Output every line below exactly.

DATA ROWS:
- - - - -

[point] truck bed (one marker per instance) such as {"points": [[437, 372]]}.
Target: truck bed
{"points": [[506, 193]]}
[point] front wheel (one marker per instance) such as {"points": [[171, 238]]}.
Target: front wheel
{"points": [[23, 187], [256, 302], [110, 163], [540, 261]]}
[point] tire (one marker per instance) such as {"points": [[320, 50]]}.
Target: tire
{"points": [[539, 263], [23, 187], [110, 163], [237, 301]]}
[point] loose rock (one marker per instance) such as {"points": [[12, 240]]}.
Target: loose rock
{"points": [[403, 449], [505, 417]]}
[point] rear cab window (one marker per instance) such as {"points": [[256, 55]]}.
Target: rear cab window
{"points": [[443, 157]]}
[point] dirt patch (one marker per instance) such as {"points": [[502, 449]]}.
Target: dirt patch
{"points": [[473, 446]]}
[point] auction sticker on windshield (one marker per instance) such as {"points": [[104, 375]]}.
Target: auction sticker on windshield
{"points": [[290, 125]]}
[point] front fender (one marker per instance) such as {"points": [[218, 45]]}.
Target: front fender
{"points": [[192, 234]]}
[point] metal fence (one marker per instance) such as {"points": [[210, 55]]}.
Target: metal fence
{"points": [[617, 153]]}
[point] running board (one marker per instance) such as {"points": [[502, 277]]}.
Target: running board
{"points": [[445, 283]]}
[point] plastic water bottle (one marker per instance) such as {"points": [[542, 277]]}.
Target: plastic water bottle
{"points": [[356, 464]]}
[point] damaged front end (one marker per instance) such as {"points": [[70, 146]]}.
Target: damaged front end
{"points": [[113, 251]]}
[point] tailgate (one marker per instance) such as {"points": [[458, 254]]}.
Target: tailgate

- - - - -

RESULT OF THIS EXERCISE:
[point] truck bed (one marker per instance) such as {"points": [[437, 372]]}.
Target: truck bed
{"points": [[506, 193]]}
[point] front wheel (one marker per instance) such as {"points": [[171, 238]]}.
Target: front wheel
{"points": [[23, 187], [256, 302], [110, 163], [540, 261]]}
[point] tire (one marker per instance) such as {"points": [[320, 50]]}.
Target: tire
{"points": [[539, 263], [23, 187], [110, 163], [237, 301]]}
[point] loose rock (one marker per instance) such as {"points": [[12, 240]]}.
Target: loose rock
{"points": [[403, 449], [505, 417]]}
[point] rear cab window (one marker per instance) such as {"points": [[256, 55]]}.
Target: rear cab window
{"points": [[443, 157]]}
[point] dirt patch (one marker per instance) such as {"points": [[502, 449]]}.
Target: dirt patch
{"points": [[473, 446]]}
[point] auction sticker on windshield (one marker per instance) such as {"points": [[104, 375]]}.
Target: auction sticker on windshield
{"points": [[290, 125]]}
[point] front fender (one marker per instance) such as {"points": [[218, 45]]}.
Target: front fender
{"points": [[192, 234]]}
[point] metal fence (one marker per instance) such as {"points": [[210, 55]]}.
Target: metal fence
{"points": [[617, 153]]}
[point] running board (one marker per instance) such as {"points": [[502, 277]]}.
Target: running board
{"points": [[445, 283]]}
[point] plastic water bottle (one marker per instance) such as {"points": [[542, 277]]}.
Target: plastic water bottle
{"points": [[356, 464]]}
[point] damaged front end (one marker per instance) such as {"points": [[70, 146]]}.
Target: damaged front end
{"points": [[113, 251]]}
[point] tailgate (one marker per instance) such as {"points": [[458, 254]]}.
Target: tailgate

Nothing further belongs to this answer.